## Alıştırmanın Amacı
Terbiye konulu metinde "Beş duyu dediğimiz" sözleriyle başlayıp "bulundurur." sözlerine kadar devam eden bölümü hiçbir değişiklik yapmadan kopyalayınız.

## Verilen Metin
_____

Terbiye nedir? Terbiye insanlık aleminde ki
mevkimizi bilmek, onunla olan münasebetimizi anlamak
ve ona göre hareket etmek demektir. Bir başka açıdan
terbiye haddini bilmek demektir. Kişinin kim
olduğunu bilmesi ve bu alemde mevcudiyetinin
sebebini idrak edebilme yeteneğidir. Bir kimsenin
bütün beşeriyetle olan münasebet ve irtibatını
düzenleyen kaideleri terbiye adı altında
isimlendirebiliriz.
Tabiatta mevcut olan herşeyin bir yeri vardır. Her
yeri olan şeyinde tabiatla bir münasebeti vardır.
Bir taş bir toprak parçasının en ufak bir zerresi
bile tüm kainatla münasebet ve irtibattadır.
Biz insanız varlığımız ruh ve bedenden ibarettir.
Bedenimiz madde olmak hasebiyle madde aleminde,
ruhumuz manevi olmak hasebiyle mana aleminde bir
mevkiye sahiptir. Şu halde bizim tabiatla maddeten,
manen bir yerimiz vardır. Bu cihetle insan tüm bu
kainatla münasebettedir.
Beş duyu dediğimiz maddi duygularımız bizi maddi
alemde, ruhi duygularımız olan fikir ve vicdanımız
ise bizi mana alemiyle ulfet ve ahenk içinde
bulundurur.
Biz mevcuduz. Her varlığın alemde bir mevki olduğu,
her mevki olanda alemle bir münasebet ve irtbatı
bulunduğu tabidir. İşte biz maddeten ve manen
tabiattaki yerimizi bilmeye ve tabiat ve kainat ile
olan munasebetimizi anlamaya ve ona göre de
davranmaya mecburuz.

_____

(İşaretleme veri kümesi öğeleri)
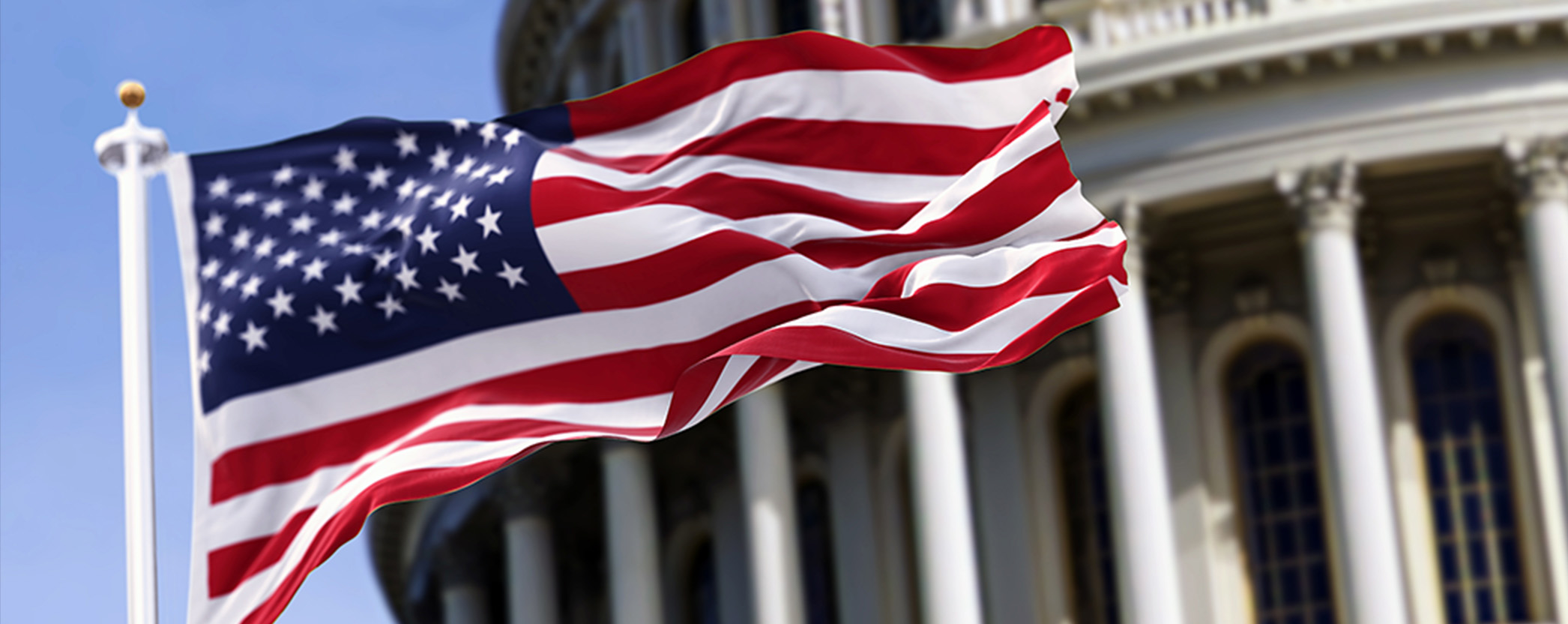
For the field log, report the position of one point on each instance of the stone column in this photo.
(944, 530)
(531, 559)
(1542, 171)
(1140, 500)
(463, 598)
(769, 488)
(633, 530)
(1327, 201)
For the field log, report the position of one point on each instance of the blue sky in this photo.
(220, 74)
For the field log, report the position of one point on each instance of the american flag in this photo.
(388, 310)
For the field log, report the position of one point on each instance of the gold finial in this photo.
(132, 93)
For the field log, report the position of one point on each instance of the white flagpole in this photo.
(133, 152)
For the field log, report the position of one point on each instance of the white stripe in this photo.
(871, 96)
(265, 510)
(990, 334)
(850, 184)
(436, 369)
(601, 240)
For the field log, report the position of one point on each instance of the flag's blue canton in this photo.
(360, 244)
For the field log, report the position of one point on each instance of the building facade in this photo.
(1336, 392)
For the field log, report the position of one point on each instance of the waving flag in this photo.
(388, 310)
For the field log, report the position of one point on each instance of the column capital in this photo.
(1540, 170)
(1324, 196)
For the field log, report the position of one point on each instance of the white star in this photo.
(346, 160)
(283, 176)
(462, 207)
(512, 274)
(450, 290)
(441, 159)
(385, 259)
(498, 178)
(391, 306)
(274, 207)
(406, 188)
(405, 276)
(214, 226)
(489, 221)
(218, 187)
(403, 224)
(463, 168)
(314, 190)
(330, 237)
(370, 220)
(254, 338)
(350, 290)
(466, 261)
(301, 224)
(314, 270)
(242, 238)
(346, 204)
(283, 303)
(479, 172)
(441, 200)
(323, 320)
(251, 287)
(406, 143)
(427, 240)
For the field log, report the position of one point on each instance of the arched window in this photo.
(919, 20)
(702, 586)
(791, 14)
(693, 35)
(815, 552)
(1087, 500)
(1282, 493)
(1473, 507)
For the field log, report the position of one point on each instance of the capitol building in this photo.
(1335, 392)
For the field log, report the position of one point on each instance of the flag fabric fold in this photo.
(388, 310)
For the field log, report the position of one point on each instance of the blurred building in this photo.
(1327, 399)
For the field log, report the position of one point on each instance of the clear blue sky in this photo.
(220, 74)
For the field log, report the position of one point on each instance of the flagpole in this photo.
(132, 154)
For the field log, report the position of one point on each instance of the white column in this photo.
(854, 516)
(944, 530)
(1001, 497)
(633, 526)
(463, 598)
(1542, 171)
(769, 488)
(1140, 500)
(1327, 201)
(531, 559)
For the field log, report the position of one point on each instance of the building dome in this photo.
(1333, 392)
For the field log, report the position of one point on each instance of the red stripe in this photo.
(830, 145)
(714, 70)
(558, 200)
(637, 374)
(1002, 206)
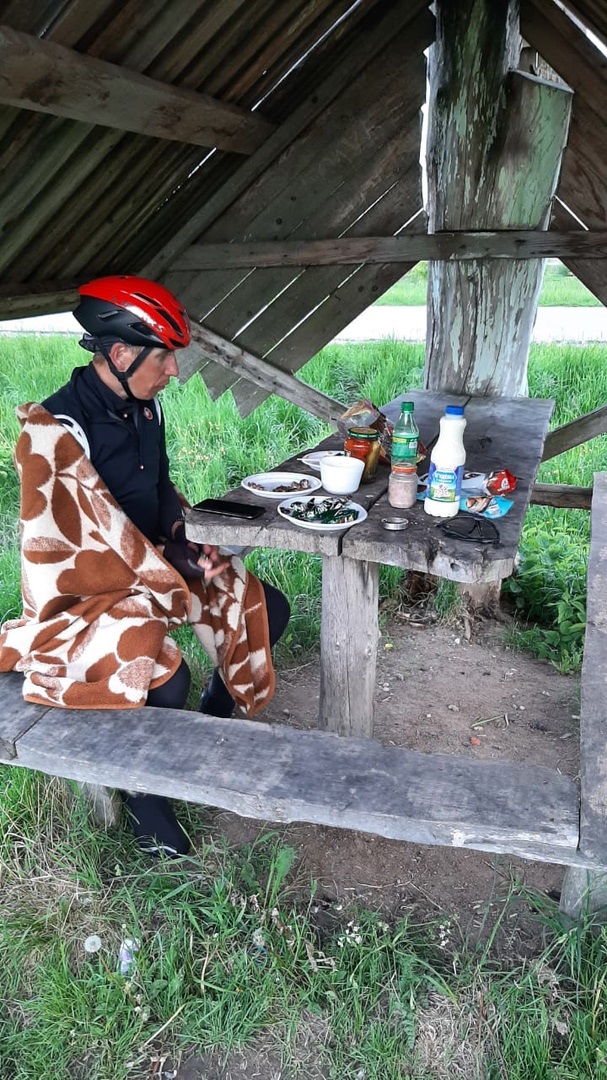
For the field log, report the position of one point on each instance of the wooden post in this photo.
(495, 142)
(349, 636)
(104, 804)
(585, 891)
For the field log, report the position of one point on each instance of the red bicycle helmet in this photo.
(133, 310)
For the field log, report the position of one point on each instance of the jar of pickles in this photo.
(402, 486)
(363, 443)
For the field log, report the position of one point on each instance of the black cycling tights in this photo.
(152, 817)
(216, 701)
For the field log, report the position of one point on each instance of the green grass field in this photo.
(231, 952)
(560, 288)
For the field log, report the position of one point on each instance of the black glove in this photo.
(183, 554)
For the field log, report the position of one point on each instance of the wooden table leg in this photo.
(349, 634)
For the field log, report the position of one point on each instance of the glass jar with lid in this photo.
(363, 443)
(402, 486)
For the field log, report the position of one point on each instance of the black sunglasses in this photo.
(470, 528)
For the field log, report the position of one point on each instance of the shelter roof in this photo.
(134, 135)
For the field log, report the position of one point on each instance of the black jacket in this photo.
(124, 441)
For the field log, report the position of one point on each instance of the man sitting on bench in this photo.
(106, 567)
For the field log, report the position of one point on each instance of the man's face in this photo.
(153, 375)
(159, 366)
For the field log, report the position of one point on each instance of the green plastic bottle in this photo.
(405, 437)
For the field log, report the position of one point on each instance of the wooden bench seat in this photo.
(281, 774)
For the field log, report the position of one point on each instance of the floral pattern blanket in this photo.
(98, 598)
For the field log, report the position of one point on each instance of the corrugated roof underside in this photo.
(79, 200)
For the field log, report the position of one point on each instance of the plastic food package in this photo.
(499, 482)
(471, 502)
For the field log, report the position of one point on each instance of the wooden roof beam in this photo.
(413, 247)
(566, 48)
(44, 77)
(205, 346)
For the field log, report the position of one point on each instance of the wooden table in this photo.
(500, 432)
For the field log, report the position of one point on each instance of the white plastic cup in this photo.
(341, 475)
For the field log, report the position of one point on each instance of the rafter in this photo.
(44, 77)
(506, 244)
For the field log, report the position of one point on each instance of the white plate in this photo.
(313, 460)
(319, 526)
(269, 482)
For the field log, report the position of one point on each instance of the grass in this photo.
(233, 955)
(561, 288)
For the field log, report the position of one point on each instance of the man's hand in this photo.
(192, 559)
(213, 562)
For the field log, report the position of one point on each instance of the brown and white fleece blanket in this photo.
(99, 598)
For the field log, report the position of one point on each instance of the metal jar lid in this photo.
(394, 524)
(363, 433)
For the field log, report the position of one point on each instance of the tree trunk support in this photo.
(495, 143)
(349, 635)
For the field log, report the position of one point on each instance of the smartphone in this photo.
(230, 509)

_____

## Aşağıdaki Yanıt
Beş duyu dediğimiz maddi duygularımız bizi maddi
alemde, ruhi duygularımız olan fikir ve vicdanımız
ise bizi mana alemiyle ulfet ve ahenk içinde
bulundurur.